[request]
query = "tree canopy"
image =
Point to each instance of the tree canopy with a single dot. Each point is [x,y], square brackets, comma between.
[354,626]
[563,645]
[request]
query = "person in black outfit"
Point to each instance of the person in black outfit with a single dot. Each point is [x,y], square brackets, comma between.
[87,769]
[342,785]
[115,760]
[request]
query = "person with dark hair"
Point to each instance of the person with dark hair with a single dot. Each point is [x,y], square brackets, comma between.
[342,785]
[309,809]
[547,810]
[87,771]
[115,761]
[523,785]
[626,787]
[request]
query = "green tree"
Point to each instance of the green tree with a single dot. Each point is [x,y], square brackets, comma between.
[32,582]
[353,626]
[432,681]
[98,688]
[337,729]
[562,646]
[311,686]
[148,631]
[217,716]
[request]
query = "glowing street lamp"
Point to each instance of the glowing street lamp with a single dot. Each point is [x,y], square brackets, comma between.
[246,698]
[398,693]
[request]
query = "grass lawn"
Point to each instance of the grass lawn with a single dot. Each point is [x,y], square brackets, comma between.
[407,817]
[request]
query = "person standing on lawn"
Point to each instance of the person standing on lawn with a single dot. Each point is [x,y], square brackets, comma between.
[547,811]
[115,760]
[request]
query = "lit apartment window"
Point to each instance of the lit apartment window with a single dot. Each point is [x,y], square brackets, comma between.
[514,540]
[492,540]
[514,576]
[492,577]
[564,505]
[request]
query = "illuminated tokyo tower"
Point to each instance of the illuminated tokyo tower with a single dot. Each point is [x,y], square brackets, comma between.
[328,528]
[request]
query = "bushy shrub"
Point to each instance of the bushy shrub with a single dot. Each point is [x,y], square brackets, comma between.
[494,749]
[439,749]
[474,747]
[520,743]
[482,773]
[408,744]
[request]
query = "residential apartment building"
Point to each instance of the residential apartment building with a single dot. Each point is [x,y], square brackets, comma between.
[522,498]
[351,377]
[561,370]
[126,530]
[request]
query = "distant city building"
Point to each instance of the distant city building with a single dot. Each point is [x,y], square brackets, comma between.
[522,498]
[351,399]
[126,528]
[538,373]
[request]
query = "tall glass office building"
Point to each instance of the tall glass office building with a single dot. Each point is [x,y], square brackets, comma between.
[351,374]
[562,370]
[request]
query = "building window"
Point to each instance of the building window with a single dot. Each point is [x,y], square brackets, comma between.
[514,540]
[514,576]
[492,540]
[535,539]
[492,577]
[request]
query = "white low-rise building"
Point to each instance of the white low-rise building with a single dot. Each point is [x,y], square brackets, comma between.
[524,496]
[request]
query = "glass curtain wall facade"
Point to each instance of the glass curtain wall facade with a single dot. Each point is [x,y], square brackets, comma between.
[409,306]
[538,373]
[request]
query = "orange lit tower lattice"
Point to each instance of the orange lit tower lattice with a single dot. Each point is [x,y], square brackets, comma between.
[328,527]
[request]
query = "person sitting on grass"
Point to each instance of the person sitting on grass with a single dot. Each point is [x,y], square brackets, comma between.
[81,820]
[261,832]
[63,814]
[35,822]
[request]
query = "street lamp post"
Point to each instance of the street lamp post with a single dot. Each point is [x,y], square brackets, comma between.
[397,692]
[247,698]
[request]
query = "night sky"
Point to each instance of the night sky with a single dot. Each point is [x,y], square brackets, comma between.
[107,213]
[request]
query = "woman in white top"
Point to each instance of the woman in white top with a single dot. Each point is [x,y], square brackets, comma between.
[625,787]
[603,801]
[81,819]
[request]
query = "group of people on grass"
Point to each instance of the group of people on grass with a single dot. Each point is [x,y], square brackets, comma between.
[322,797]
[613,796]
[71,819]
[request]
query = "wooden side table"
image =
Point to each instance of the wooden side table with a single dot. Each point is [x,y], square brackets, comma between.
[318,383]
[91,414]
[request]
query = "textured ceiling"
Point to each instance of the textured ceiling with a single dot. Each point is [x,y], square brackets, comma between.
# # #
Using the records above, write out exactly the lines from the one containing "Point to each instance of the night" through the last, and add nothing.

* **REPLY TO THE TASK**:
Point to each instance of the night sky with a single dot. Each point is [x,y], square brackets, comma between.
[107,213]
[request]
query = "woman in white top"
Point to each instance of the woman in white top with a single dot. Each point is [x,y], square brackets, comma between.
[625,787]
[603,801]
[81,819]
[request]
query = "group of people on grass"
Point to each instance of the group of people on grass with a single dot. Each point is [x,y], square brackets, comma between.
[322,797]
[613,796]
[71,819]
[request]
query = "wooden side table"
image =
Point to each instance of the wooden side table with a single dot. Each point is [x,y], square brackets, comma between.
[318,383]
[91,414]
[request]
query = "textured ceiling"
Point to each instance of the textured ceiling with a single dot. Each point is [x,y], square brackets, comma between.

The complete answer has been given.